Liste des tâches:
(a) Relevez toutes les dates que mentionne la décision du Conseil d'État reproduite ci-dessous.
(b) D'après la décision du Conseil d'État reproduite plus bas, à quoi le décret n° 2022-1223 du 10 septembre 2022 est-il relatif ?

Texte de la page:
------------------------------------------------------------------------

France | France, Conseil d'État, 1ère - 4ème chambres réunies, 27 avril 2023, 468822


Vu la procédure suivante :

Par deux mémoires, enregistrés le 9 février et le 14 avril 2023 au secrétariat du contentieux du Conseil d'État, l'union de syndicats Fédération régionale des syndicats d'exploitants agricoles d'Ile-de-France (FRSEA IDF) demande au Conseil d'État, en application de l'article 23-5 de l'ordonnance n° 58-1067 du 7 novembre 1958 et à l'appui de sa requête tendant à l'annulation pour excès de pouvoir du décret n° 2022-1223 du 10 septembre 2022 relatif au droit de préemption pour la préservation des ressources en eau destinées à la consommation

humaine, de renvoyer au Conseil constitutionnel la question de la conformi...

------------------------------------------------------------------------

Liste des entrées:
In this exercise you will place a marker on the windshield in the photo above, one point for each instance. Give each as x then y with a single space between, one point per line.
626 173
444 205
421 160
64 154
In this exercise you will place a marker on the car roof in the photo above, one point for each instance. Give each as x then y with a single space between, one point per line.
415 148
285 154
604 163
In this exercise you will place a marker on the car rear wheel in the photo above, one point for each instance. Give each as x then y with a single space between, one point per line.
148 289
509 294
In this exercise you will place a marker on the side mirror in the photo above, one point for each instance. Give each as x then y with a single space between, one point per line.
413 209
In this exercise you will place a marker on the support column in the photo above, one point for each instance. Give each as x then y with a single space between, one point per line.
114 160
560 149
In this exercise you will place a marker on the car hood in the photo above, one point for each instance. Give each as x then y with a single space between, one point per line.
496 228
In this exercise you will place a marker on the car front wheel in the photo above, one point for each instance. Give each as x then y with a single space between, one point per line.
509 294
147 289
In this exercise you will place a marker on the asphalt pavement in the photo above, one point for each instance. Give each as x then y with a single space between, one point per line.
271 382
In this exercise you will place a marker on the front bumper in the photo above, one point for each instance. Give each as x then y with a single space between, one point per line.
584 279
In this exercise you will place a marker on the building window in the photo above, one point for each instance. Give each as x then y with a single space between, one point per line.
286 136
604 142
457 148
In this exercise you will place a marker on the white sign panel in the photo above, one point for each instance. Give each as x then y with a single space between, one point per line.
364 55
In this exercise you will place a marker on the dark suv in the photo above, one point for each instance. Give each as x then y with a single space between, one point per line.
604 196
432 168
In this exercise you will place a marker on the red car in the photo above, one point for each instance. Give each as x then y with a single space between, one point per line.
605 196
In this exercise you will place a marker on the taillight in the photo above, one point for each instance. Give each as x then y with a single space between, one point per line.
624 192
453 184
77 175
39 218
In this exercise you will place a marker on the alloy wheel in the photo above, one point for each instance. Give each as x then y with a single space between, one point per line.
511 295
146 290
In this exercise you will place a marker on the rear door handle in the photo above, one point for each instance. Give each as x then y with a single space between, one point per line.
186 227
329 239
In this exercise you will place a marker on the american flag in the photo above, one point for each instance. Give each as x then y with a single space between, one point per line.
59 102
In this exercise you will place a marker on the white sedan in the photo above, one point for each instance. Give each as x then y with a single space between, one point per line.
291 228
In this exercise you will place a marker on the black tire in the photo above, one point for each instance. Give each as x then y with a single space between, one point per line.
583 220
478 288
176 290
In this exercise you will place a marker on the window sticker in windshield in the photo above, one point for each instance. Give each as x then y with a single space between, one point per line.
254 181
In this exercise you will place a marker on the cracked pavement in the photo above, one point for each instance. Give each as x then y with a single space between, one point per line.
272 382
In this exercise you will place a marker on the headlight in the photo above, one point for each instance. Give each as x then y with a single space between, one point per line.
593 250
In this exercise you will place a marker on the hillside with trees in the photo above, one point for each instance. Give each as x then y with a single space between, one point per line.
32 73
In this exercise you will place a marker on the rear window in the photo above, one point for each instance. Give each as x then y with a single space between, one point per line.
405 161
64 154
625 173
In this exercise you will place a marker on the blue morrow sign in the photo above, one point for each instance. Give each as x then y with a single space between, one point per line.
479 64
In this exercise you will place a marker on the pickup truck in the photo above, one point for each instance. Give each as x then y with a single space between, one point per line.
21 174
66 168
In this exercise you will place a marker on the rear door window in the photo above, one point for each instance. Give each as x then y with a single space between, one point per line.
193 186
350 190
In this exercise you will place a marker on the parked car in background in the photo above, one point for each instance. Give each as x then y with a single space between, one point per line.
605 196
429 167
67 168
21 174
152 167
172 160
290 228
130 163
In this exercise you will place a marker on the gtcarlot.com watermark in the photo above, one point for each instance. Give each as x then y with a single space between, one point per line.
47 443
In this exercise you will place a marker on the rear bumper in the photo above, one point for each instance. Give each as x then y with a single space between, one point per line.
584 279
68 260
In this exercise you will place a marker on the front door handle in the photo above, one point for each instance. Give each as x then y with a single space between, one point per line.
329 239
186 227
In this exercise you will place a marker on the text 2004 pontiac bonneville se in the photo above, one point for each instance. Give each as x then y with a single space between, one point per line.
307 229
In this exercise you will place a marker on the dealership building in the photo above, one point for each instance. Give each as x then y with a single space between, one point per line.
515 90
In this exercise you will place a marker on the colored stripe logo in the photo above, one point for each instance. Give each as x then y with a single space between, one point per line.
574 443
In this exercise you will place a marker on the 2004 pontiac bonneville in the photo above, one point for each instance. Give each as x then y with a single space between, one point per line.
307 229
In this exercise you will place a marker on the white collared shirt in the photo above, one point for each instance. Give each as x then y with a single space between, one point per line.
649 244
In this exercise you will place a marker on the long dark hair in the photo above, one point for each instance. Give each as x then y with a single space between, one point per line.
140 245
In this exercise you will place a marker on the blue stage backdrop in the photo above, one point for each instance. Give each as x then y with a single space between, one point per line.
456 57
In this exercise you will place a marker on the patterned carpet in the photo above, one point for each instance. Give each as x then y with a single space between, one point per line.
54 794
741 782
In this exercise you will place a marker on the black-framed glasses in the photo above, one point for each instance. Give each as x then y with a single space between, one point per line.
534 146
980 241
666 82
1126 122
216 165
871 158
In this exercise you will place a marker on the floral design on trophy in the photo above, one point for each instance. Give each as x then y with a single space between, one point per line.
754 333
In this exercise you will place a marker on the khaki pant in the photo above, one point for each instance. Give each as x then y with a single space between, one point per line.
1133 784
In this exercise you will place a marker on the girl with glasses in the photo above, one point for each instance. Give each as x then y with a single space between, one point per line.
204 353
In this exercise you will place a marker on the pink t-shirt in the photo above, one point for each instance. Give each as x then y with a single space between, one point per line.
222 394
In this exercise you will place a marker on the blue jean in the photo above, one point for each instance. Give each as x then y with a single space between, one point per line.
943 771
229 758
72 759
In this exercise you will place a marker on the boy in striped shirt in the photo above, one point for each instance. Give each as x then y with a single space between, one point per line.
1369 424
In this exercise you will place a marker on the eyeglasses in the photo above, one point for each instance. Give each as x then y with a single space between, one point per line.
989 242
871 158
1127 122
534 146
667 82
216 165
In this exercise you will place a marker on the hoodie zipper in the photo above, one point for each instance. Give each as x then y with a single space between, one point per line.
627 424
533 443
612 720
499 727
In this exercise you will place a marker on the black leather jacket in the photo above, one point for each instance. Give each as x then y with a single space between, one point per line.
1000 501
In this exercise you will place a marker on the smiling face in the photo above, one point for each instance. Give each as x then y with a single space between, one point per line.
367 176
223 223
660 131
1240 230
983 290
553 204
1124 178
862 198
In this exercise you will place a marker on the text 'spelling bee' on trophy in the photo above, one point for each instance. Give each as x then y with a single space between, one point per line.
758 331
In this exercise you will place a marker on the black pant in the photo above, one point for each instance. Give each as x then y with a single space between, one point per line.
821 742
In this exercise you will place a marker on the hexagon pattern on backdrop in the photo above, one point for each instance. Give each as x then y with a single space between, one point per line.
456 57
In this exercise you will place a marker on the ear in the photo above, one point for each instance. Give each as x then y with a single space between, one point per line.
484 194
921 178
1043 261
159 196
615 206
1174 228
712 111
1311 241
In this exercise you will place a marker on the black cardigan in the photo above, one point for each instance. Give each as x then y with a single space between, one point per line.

------------------------------------------------------------------------

Réponses par tâche:
(a)
27 avril 2023
9 février 2023
14 avril 2023
7 novembre 1958
10 septembre 2022

(b) Il est relatif au droit de préemption pour la préservation des ressources en eau destinées à la consommation humaine.